> Records:
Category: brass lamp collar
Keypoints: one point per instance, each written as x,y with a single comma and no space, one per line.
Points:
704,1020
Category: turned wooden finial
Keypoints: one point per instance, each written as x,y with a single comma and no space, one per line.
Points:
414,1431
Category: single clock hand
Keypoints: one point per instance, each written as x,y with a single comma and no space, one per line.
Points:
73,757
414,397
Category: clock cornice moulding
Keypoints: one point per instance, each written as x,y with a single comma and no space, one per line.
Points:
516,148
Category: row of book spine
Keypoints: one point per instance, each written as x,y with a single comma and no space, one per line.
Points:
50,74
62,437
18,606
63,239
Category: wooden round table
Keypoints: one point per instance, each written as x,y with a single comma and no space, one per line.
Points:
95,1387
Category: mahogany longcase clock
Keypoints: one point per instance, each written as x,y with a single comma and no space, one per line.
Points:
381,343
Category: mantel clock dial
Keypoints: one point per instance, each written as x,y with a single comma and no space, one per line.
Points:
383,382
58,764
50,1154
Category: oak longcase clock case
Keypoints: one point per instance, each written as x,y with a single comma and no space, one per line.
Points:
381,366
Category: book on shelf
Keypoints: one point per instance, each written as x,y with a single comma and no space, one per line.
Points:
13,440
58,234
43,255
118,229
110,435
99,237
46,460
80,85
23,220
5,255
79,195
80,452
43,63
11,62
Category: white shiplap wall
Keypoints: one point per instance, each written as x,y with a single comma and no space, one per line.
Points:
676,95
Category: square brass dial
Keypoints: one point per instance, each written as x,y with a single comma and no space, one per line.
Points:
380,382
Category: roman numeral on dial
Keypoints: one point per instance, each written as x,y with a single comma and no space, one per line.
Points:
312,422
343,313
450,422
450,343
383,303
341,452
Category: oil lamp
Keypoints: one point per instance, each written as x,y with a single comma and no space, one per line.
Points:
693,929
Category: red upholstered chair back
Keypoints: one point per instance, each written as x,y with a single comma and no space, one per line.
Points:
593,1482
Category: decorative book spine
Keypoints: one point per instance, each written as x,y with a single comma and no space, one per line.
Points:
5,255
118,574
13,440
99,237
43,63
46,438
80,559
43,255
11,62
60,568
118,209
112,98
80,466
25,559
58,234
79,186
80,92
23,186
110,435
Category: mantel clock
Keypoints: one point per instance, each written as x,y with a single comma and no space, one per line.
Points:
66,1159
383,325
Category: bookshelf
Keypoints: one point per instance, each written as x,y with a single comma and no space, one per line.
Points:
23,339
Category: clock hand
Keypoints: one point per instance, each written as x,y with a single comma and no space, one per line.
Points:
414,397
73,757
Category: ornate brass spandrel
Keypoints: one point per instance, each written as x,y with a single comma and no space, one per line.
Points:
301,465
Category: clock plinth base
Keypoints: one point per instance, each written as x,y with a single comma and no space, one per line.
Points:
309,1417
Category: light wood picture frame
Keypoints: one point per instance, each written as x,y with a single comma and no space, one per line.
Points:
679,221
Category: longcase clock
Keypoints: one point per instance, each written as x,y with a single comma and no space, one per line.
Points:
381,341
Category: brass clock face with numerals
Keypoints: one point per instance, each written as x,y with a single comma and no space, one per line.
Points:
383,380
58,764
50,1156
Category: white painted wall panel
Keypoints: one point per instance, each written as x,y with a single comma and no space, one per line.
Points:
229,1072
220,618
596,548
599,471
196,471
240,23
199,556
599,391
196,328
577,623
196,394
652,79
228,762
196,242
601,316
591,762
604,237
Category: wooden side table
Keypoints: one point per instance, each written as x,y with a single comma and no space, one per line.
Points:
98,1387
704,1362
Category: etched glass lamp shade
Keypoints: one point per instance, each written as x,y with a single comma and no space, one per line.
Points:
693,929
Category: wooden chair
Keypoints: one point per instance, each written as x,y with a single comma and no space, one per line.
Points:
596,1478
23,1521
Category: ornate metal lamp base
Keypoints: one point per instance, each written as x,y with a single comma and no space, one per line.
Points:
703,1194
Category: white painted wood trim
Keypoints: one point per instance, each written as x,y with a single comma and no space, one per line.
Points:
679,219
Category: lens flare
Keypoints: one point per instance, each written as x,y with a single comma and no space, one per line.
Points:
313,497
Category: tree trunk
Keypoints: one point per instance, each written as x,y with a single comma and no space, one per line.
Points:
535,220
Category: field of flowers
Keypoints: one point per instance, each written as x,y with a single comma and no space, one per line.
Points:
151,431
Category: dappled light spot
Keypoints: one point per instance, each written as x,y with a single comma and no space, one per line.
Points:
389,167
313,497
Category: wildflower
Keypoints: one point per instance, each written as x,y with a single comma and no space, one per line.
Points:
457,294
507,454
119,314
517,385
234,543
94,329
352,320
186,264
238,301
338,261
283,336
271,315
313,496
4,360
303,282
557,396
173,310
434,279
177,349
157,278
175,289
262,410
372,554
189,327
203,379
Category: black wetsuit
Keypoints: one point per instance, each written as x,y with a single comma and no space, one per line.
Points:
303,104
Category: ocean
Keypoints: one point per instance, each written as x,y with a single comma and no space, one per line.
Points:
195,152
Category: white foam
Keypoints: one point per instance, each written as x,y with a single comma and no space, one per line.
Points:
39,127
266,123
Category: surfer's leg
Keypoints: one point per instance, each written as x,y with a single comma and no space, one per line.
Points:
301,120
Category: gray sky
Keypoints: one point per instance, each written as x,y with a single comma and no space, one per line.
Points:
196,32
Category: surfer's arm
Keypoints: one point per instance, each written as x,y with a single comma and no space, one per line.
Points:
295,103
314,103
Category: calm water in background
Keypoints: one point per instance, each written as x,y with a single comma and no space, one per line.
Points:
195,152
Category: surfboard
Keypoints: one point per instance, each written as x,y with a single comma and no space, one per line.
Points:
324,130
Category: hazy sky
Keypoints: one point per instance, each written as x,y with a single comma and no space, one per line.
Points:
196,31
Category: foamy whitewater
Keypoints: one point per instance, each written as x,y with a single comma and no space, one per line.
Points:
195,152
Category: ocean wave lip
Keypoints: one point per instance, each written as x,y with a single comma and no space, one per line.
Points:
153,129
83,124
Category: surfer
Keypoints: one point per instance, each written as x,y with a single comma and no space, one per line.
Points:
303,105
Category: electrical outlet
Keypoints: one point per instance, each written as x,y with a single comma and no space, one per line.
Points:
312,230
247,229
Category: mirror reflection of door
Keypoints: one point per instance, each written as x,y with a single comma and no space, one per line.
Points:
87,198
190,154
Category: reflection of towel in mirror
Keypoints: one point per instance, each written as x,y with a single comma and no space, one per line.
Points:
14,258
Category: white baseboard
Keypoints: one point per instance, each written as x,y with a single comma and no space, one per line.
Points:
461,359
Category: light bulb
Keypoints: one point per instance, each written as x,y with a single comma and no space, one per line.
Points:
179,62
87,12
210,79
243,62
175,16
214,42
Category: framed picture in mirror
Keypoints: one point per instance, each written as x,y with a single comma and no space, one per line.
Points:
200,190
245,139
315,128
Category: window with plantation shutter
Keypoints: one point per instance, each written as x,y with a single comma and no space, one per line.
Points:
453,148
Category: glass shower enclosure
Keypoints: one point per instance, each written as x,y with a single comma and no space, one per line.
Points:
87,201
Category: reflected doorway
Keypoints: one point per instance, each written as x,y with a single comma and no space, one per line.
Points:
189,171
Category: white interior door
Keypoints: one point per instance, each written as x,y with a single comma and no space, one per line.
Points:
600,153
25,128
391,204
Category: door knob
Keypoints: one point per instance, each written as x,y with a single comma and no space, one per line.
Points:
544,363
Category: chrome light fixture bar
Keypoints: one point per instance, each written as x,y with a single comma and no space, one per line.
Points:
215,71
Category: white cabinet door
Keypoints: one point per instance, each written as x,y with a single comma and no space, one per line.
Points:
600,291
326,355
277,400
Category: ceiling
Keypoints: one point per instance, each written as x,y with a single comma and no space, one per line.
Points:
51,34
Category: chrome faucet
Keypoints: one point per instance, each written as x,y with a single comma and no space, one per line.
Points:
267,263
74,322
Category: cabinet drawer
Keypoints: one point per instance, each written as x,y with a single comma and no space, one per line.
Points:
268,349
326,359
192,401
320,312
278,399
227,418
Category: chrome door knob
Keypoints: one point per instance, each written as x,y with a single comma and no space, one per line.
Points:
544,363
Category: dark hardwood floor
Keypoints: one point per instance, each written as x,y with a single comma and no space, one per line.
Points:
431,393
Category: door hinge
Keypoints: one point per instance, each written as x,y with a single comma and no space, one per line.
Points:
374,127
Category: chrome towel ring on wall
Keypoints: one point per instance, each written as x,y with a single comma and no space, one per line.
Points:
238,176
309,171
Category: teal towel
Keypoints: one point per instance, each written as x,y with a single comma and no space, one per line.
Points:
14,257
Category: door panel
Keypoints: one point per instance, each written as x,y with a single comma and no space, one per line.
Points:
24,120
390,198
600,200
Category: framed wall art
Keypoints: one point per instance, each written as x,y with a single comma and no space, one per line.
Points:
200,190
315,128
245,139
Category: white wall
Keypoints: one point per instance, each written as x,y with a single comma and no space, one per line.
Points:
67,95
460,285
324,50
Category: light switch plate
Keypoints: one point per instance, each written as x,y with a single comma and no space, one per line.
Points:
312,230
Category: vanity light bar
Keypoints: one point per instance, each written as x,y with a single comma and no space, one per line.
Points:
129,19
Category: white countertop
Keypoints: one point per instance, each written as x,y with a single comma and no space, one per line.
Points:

> Goal:
Pull out the lines of the data above word for word, starting at the line containing "Category: vanity light bar" and ending at the final line of the data, with both of those lines included.

> The answer:
Category: vanity light bar
Keypoints: one point per instance, each written as x,y with a single comma and no space, one per line.
Points:
129,19
Category: white countertop
Keypoints: one point per instance, each written as x,y with a single comma and no space, one per line.
Points:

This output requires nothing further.